Segmentation mask data
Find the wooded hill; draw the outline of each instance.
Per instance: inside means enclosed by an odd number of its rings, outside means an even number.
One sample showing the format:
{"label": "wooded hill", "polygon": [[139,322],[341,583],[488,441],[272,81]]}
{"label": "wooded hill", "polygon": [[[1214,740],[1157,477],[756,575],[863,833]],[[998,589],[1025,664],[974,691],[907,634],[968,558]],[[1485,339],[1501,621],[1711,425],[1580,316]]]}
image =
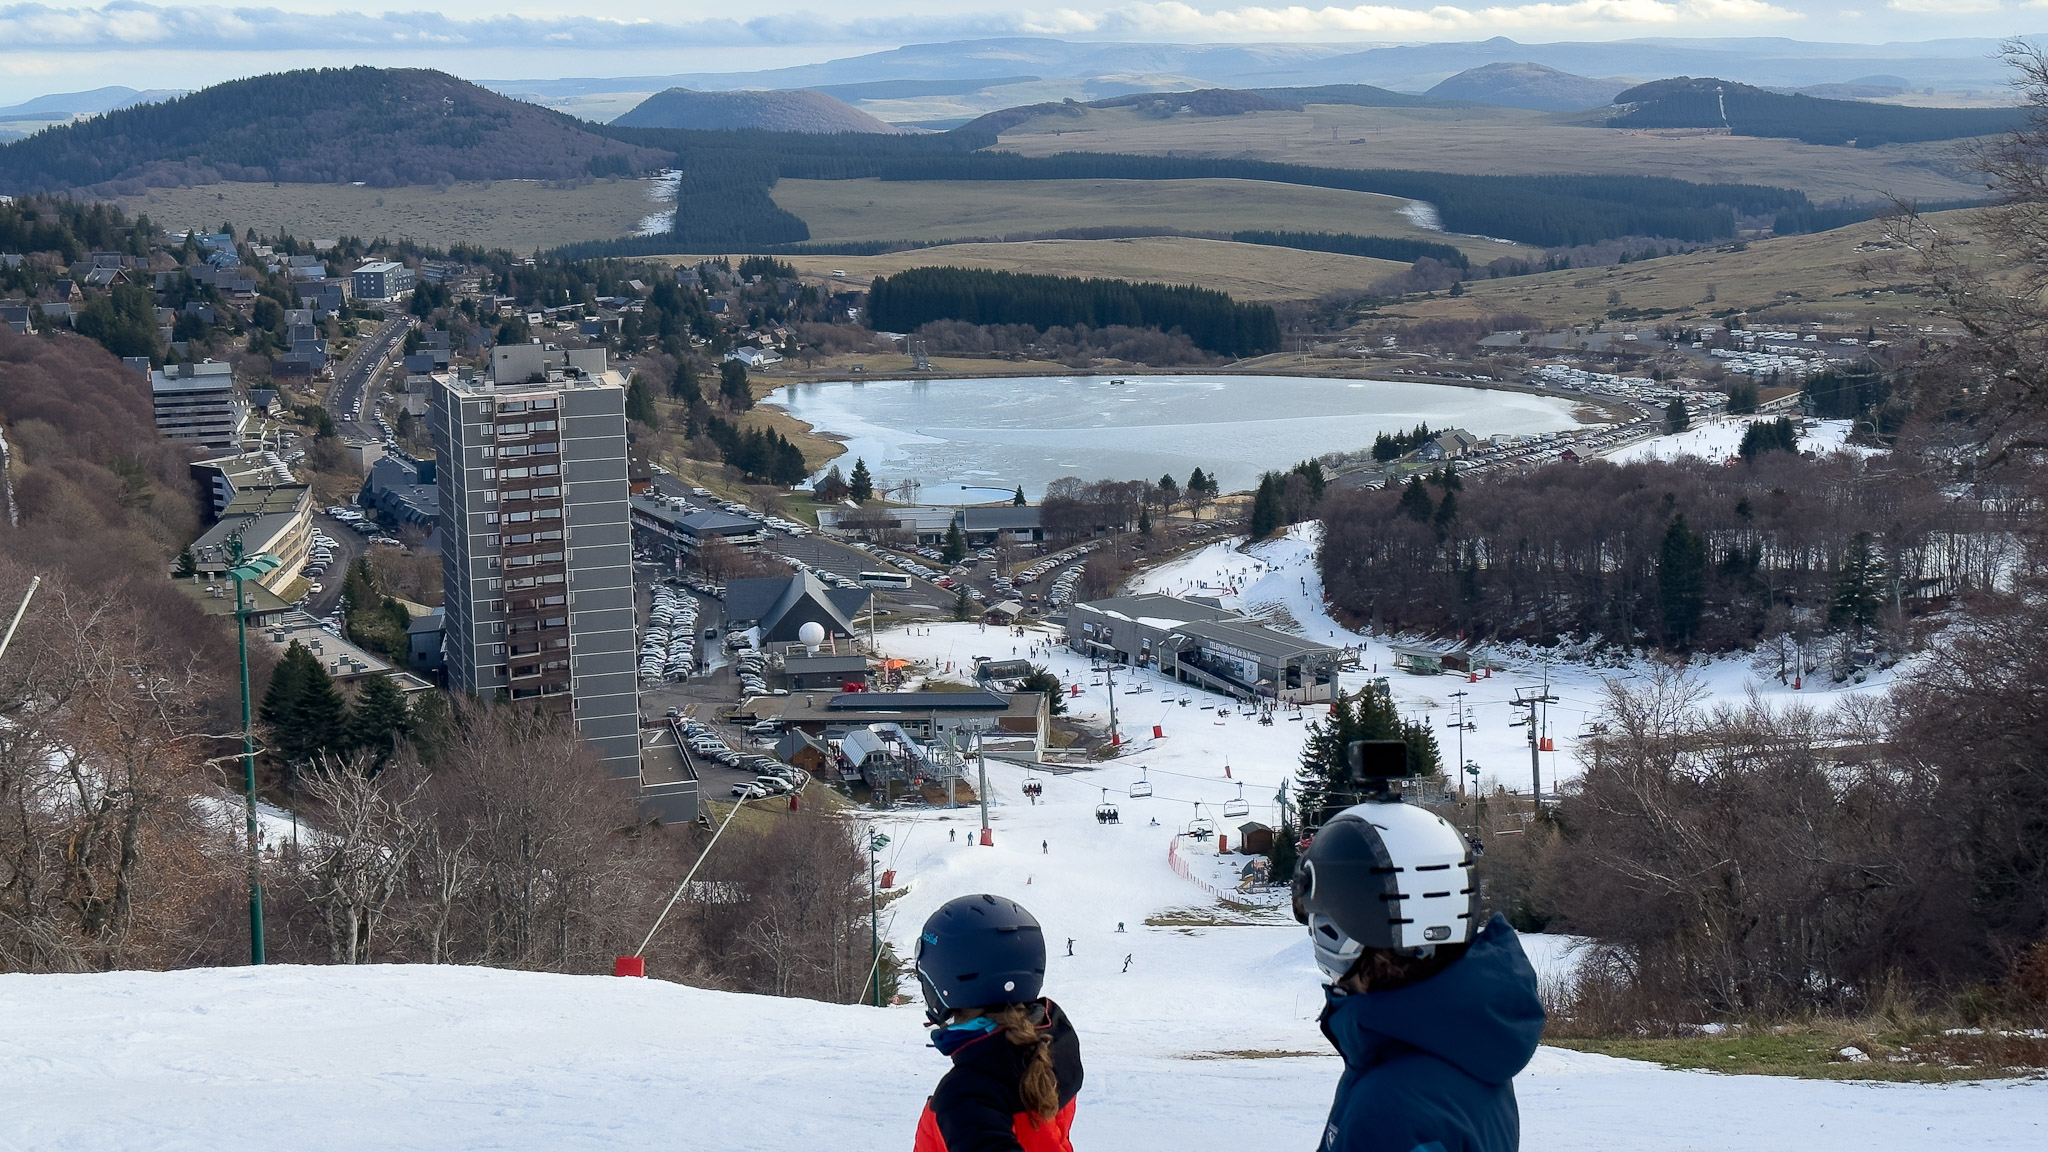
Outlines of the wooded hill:
{"label": "wooded hill", "polygon": [[275,180],[377,187],[639,176],[670,157],[442,72],[323,68],[217,84],[0,148],[0,192]]}
{"label": "wooded hill", "polygon": [[910,268],[868,289],[877,331],[913,332],[934,320],[969,324],[1178,329],[1195,347],[1223,356],[1257,356],[1280,347],[1280,326],[1264,304],[1239,304],[1207,288],[1132,284],[990,272]]}
{"label": "wooded hill", "polygon": [[768,132],[873,132],[894,134],[875,119],[823,92],[693,92],[670,88],[635,105],[614,124],[628,128],[696,128]]}
{"label": "wooded hill", "polygon": [[1909,108],[1785,95],[1712,77],[1639,84],[1614,98],[1610,128],[1722,128],[1738,136],[1875,148],[1916,140],[1990,136],[2026,119],[2019,108]]}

**Task item**
Please write the data out again exactly, but do not carry over the pictures.

**Solved exercise**
Find the wooded hill; draw the outline of each instance.
Per instance: inside means enclosed by an odd number of its rings, outside means an even number.
One sample showing the format:
{"label": "wooded hill", "polygon": [[139,322],[341,583],[488,441],[272,81]]}
{"label": "wooded hill", "polygon": [[[1214,740],[1157,477],[756,575],[863,833]],[[998,589],[1025,664],[974,691],[907,634],[968,558]],[[1485,339],[1501,621],[1711,425],[1580,316]]]}
image =
Outlines of the wooded hill:
{"label": "wooded hill", "polygon": [[275,180],[377,187],[639,176],[670,157],[442,72],[323,68],[217,84],[0,148],[0,192]]}
{"label": "wooded hill", "polygon": [[910,268],[868,289],[877,331],[913,332],[934,320],[969,324],[1178,329],[1195,347],[1223,356],[1257,356],[1280,347],[1280,326],[1264,304],[1239,304],[1207,288],[1132,284],[990,272]]}
{"label": "wooded hill", "polygon": [[768,132],[873,132],[894,134],[875,119],[823,92],[693,92],[670,88],[635,105],[614,124],[628,128],[696,128]]}
{"label": "wooded hill", "polygon": [[1909,108],[1785,95],[1712,77],[1639,84],[1614,98],[1610,128],[1722,128],[1738,136],[1875,148],[1916,140],[1990,136],[2026,119],[2019,108]]}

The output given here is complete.